Menurut catatan saya, mereka yang belajar pendidikan
di Amerika Serikat dekade 50-60, untuk hanya menyebut beberapa di antaranya yang
menjadi tokoh pendidikan: Imam Barnabib[14]
Mochtar Buchory[15],
Setijadi[16],
Sikun Pribadi[17],
H.A. R. Tillaar[18],
Winarno Soerakhmad[19].
Tentu saya menyebut beberapa nama sarjana pendidikan yang berperan penting
tidak saja dalam dunia pendidikan guru tetapi dunia pendidikan secara
keseluruhan, bukan untuk mengatakan mereka yang mengubah orientasi ilmu
pendidikan kita dengan jalan “menghidupkan” orientasi Amerikanisme. Jauh dari
itu selain saya memang tidak ada kemampuan untuk menilai hal tersebut, meskipun
itu merupakan topik penting dalam diskusi sekarang ini.
Ada baiknya sekarang kita lihat Program Profesi Pendidikan
Guru (PPG) yang diikuti guru atau disebut PPG untuk Guru dalam jabatan[20]. Para guru peserta PPG mempelajari 6 Modul PPG.

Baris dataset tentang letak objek
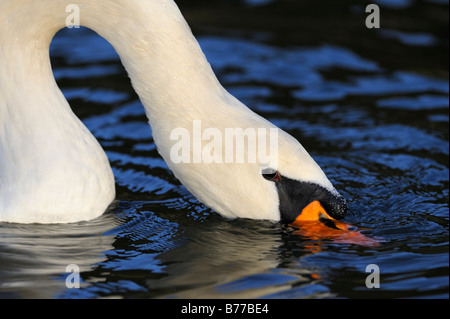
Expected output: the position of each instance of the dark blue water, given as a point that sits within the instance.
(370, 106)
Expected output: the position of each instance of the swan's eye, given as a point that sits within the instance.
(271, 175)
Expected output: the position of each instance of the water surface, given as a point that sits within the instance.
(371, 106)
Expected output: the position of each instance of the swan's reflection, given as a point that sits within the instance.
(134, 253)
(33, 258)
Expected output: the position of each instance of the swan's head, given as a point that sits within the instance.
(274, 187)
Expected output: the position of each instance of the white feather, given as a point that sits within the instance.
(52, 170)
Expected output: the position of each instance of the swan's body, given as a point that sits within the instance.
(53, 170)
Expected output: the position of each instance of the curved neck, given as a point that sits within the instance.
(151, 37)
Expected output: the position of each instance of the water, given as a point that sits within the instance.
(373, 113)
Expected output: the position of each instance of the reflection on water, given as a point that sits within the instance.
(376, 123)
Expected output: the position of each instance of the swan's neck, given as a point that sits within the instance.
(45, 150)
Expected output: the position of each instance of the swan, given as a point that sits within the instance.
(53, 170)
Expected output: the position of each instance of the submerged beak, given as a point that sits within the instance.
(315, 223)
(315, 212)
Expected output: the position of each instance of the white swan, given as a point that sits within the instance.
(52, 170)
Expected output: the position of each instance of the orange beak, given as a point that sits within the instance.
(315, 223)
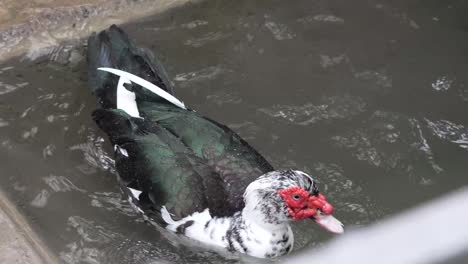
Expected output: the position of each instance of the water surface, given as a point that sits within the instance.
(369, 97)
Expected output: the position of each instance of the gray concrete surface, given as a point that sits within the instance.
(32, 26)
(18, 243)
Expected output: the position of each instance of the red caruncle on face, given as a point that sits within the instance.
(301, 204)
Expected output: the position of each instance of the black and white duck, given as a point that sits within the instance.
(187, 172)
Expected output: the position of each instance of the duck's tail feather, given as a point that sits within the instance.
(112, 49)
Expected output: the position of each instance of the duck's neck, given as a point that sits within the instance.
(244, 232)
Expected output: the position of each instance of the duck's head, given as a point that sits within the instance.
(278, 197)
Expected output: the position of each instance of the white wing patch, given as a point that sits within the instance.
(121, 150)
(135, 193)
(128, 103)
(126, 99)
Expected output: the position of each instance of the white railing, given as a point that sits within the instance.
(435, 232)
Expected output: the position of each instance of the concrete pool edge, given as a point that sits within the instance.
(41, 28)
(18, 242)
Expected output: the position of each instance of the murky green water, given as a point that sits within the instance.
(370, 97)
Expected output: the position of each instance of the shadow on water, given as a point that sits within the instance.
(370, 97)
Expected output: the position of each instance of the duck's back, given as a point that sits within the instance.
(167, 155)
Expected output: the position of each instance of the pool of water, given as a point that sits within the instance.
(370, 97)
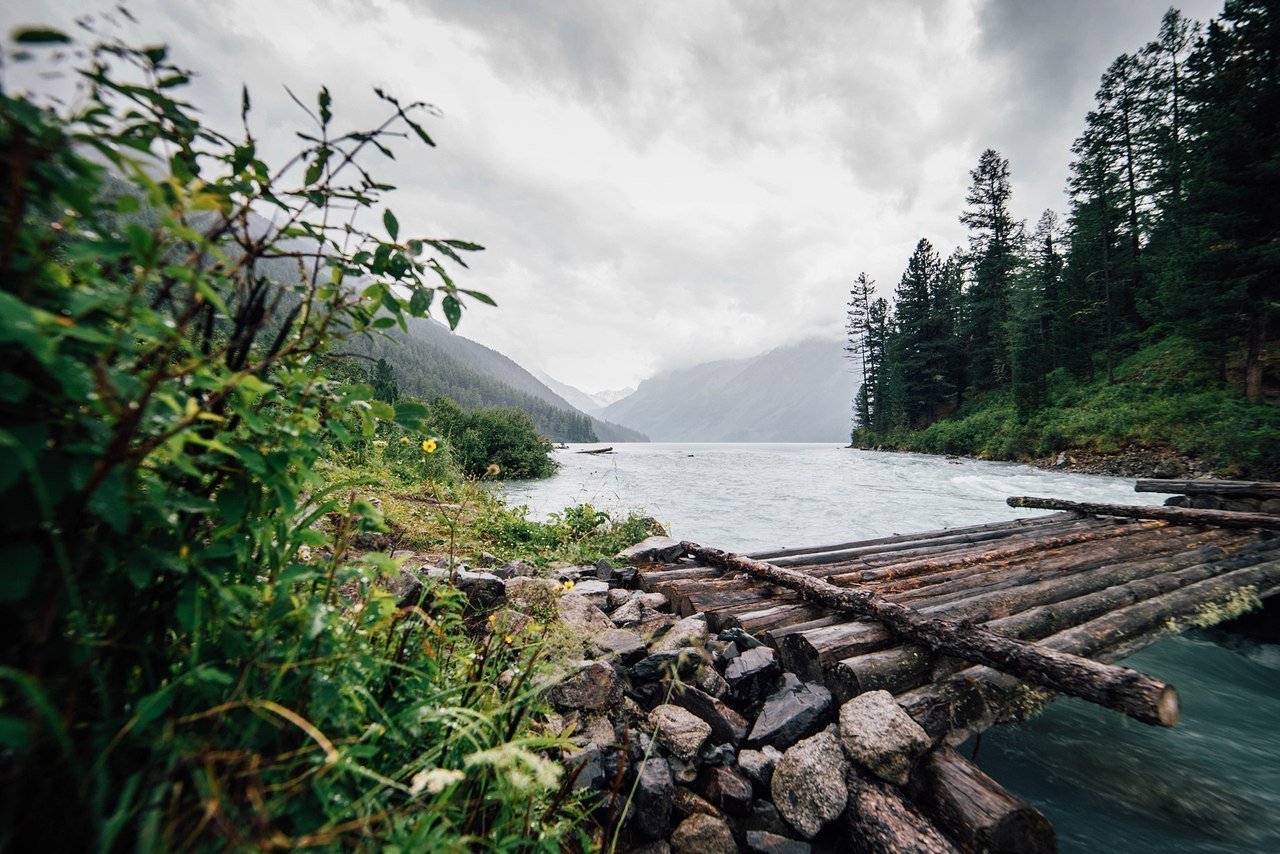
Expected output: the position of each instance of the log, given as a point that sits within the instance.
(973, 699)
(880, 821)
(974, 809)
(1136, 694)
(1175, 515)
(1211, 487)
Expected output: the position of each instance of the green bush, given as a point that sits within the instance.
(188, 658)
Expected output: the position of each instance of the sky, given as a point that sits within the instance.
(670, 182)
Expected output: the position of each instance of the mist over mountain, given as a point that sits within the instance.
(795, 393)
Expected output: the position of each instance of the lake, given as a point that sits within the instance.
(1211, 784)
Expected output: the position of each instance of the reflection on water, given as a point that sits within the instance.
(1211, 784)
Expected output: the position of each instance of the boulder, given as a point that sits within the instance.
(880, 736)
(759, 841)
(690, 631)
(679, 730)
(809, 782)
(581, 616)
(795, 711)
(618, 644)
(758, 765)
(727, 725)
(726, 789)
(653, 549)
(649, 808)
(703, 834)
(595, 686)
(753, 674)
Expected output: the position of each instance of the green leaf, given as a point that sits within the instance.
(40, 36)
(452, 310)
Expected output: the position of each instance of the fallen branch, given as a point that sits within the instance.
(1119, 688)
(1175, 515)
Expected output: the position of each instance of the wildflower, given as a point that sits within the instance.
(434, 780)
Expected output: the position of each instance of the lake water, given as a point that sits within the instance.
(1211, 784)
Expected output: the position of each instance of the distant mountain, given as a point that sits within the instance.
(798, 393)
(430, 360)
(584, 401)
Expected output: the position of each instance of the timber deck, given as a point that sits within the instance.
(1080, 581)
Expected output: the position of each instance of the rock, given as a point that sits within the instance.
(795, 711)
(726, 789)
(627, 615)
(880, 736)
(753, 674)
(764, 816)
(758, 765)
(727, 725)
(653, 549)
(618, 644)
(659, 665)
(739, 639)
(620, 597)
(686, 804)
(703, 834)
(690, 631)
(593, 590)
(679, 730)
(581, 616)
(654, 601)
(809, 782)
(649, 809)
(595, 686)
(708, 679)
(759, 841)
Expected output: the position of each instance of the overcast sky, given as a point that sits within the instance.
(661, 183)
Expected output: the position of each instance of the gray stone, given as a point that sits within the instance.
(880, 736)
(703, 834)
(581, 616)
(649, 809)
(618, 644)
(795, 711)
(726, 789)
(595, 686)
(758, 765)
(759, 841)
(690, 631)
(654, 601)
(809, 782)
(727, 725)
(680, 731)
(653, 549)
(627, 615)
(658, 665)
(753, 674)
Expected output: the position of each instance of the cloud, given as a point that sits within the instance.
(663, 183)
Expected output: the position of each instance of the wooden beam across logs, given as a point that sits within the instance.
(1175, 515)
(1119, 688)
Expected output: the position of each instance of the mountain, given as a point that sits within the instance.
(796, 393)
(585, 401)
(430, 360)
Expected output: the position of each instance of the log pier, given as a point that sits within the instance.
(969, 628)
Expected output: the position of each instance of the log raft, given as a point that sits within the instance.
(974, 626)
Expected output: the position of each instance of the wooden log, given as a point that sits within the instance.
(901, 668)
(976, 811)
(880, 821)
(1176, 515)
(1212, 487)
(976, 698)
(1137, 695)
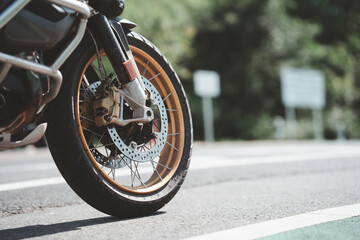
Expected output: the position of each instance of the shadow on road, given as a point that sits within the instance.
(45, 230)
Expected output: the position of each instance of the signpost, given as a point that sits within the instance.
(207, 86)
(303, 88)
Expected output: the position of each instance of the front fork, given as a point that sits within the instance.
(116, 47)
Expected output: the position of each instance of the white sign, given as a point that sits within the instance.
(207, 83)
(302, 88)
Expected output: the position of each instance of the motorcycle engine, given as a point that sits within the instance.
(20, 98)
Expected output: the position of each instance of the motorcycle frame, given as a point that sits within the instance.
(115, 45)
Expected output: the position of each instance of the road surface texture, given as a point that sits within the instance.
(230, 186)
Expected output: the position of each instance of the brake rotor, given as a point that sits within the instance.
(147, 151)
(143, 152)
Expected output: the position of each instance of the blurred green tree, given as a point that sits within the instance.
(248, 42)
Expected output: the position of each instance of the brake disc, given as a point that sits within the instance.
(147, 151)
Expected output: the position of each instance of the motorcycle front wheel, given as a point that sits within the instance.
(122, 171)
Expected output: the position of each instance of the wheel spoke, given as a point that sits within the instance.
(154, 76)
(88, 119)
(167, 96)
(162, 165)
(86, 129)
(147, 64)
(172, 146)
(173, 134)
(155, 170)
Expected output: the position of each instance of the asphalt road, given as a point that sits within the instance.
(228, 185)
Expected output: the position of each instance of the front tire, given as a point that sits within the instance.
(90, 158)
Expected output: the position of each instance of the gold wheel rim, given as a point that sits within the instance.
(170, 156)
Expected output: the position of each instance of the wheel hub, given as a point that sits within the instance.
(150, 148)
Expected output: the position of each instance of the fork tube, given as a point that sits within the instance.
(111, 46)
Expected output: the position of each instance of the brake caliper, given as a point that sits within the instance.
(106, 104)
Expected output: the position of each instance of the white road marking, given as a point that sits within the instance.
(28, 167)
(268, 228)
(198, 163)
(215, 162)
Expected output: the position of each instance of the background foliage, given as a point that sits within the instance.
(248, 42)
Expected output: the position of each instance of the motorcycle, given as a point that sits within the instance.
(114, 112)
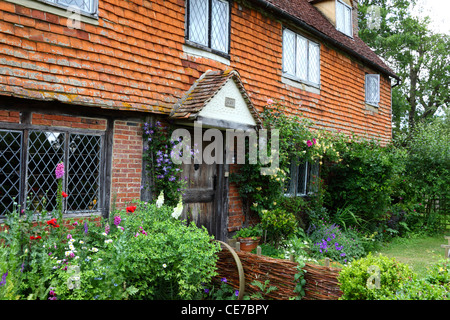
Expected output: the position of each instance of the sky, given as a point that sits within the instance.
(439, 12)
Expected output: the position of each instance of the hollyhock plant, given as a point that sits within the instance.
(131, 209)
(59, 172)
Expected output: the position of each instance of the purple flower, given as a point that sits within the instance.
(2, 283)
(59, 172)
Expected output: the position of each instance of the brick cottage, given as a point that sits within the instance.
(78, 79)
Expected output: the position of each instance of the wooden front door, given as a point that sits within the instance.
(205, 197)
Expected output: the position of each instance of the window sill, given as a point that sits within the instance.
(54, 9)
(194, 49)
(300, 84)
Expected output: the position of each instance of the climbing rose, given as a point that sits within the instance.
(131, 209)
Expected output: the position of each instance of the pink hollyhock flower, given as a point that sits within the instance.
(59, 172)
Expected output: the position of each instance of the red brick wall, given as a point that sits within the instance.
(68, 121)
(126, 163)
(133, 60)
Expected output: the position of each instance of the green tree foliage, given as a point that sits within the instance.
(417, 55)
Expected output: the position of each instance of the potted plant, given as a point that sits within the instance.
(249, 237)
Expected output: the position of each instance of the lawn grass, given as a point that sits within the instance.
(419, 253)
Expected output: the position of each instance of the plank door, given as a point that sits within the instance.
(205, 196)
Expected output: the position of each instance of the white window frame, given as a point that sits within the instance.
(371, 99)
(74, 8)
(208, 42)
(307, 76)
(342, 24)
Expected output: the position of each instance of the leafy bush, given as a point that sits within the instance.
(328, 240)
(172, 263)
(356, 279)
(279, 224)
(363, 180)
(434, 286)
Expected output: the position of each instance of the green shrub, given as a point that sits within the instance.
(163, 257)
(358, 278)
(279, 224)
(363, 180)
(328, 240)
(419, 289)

- _Daftar Tugas_
A. Jawablah pertanyaan berikut berdasarkan teks tentang sarjana pendidikan dan PPG.
(i) Pada dekade berapa para tokoh yang disebut dalam teks itu belajar pendidikan di Amerika Serikat?
(ii) Apa kepanjangan PPG?
(iii) Berapa modul yang dipelajari para guru peserta PPG?
B. Ringkaslah paragraf yang diawali "Tentu saya menyebut" dalam teks tentang sarjana pendidikan dan PPG tanpa menghilangkan fakta utamanya.
C. Teruskan teks tentang sarjana pendidikan dan PPG, dimulai setelah kalimat terakhirnya.

- _Jawaban per Tugas_
A.
(i) Dekade 50-60.
(ii) Program Profesi Pendidikan Guru.
(iii) 6 modul.

B. Saya menyebut beberapa sarjana pendidikan yang berperan penting dalam pendidikan guru dan dunia pendidikan secara keseluruhan. Saya tidak bermaksud mengatakan bahwa merekalah yang mengubah orientasi ilmu pendidikan kita dengan "menghidupkan" orientasi Amerikanisme. Saya tidak mampu menilai hal itu, meskipun topik tersebut penting dalam diskusi sekarang.

C.
-
Modul 1: Karakteristik
Guru dan Siswa Abad 21; Peran Teknologi dan Media dalam Pembelajaran Abad 21; Merancang dan
Menilai Pembelajaran Abad ke 21;
-
Modul 2. Kompetensi
Guru; Strategi peningkatan Profesionalisme
berkelanjutan;
-
Modul 3: Teori Belajar
Behavioristik dan Penerapannya dalam Pembelajaran; Teori Belajar Kognitif dan
Penerapannya dalam Pembelajaran; Teori Belajar Konstruktivistik dan
Penerapannya dalam Kegiatan Pembelajaran; Teori Belajar Humanistik dan
penerapannya dalam Kegiatan Pembelajaran;
-
Modul 4: Karakteristik
Umum Peserta Didik; Pengertian kemampuan Awal peserta didik; Gaya Belajar
Peserta Didik;
-
Modul 5: Model-Model
Pembelajaran; Media Pembelajaran; Pengembangan Bahan Ajar;
-
Modul 6: Pengertian
Pengukuran, Penilaian, Tes, dan Evaluasi; Penilaian Otentik; Menulis (Membuat) Tes
Hasil Belajar; Menelaah Tes Hasil
Belajar;
Terlihat
jelas bahwa LPTK tidak mengajak para guru peserta PPG untuk bergaul dengan
Pedagogik. Mari kita perhatikan lebih dekat Modul 2, kegiatan belajar 1
Kompetens Guru. Pada modul itu, kompetensi guru terdiri dari kompetensi
pedagogik, kepribadian, sosial, dan profesional. Sedangkan yang dimaksud
kompetensi pedagogik, menurut modul tersebut, berkaitan dengan pemahaman
terhadap anak didik, pengelolaan
kegiatan belajar-mengajar (merencanakan-melkasnakan, mengevaluasi).lebih
jauh diuraikan yang dimaksud dengan
kompetensi pedagogik berkaitan dengan menguasai sifat anak didik (fisik, moral,
sosial, kultural, emosional, intelektual),
menguasai teori belajar, mengembangkan kurikulum bidang studi,
penggunaan teknologi informasi, mengaktualisasikan potensi anak didik, mampu
berkomunikasi dengan anak didik, mampu mengevaluasi proses dan hasil belajar … Singkatnya
kompetensi pedagogik dalam modul tersebut pencampuradukkan penyusunan
rencana pengajaran, teori belajar, kurikulum, evaluasi. Tidak ada satu kalimat
pun yang menjelaskan apa sebenarnya yang dimaksud dengan pedagogik, apa lagi
orientasi pedagogik.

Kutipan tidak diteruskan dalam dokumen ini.